Metin parçası:
================
Tasavvuf, ruhun, masivaya kulluğu değil; tam
tersine bütün kudretlerinin Cenab-ı Hakk'a doğru yoğunlaşması, zeka ve
iradenin en şiddetli ve en yoğun bir şekilde O'nu elde etmeye çalışması
demektir. Geçmişte olan şeylerle ilgilenmek, arzularımızı hapsedip bize rağmen
bizi kendine bağlarsa, gafletle sürüklenmiş oluruz. Bir örnek vererek konuyu
biraz daha açalım:
"Bahçıvan, elma ağacını yetiştirmek için toprağa
gübre verir, su döker. Alttan fışkıran dalları keser ta ki bütün kuvvet yukarı
dallardaki çiçeklere ve meyvelere gitsin. İşte sabır, ruhun gönlün ve şuurun
maziye doğru dağılımını önlemek ve onları Allah'a yöneltmek demektir.
Bu manada âlimlerin şu ifâdelerini dikkatle
değerlendirelim:
a- Acı şeyleri kaşlarınızı çatmadan yutunuz.
b- Sabır sanki sıhhatmiş gibi, dert ile
kaynaşarak yaşamaktır.
================
Kayıtlı veriler:
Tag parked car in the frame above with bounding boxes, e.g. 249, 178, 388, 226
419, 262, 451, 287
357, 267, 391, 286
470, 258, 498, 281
================
Alıştırma görevleri:
1. Şu ifadeler tasavvuf metniyle uyuşuyor mu? Her biri için evet ya da hayır deyin ve kararı belirleyen sözleri metinden aynen alıntılayın. (a) Bahçıvan, alttan fışkıran dalları keser. (b) Tasavvuf, ruhun masivaya kulluğu demektir. (c) Âlimlere göre acı şeyler kaşlar çatılarak yutulmalıdır.
2. Tasavvuf metninde "Bu manada âlimlerin" ifadesinden "kaynaşarak yaşamaktır." ifadesine kadar, bu iki ifade de dahil olmak üzere, uzanan kısmı olduğu gibi yazın.

Beklenen cevaplar:
1.
(a) Evet: "Alttan fışkıran dalları keser"
(b) Hayır: "Tasavvuf, ruhun, masivaya kulluğu değil"
(c) Hayır: "Acı şeyleri kaşlarınızı çatmadan yutunuz."

2.
Bu manada âlimlerin şu ifâdelerini dikkatle
değerlendirelim:
a- Acı şeyleri kaşlarınızı çatmadan yutunuz.
b- Sabır sanki sıhhatmiş gibi, dert ile
kaynaşarak yaşamaktır.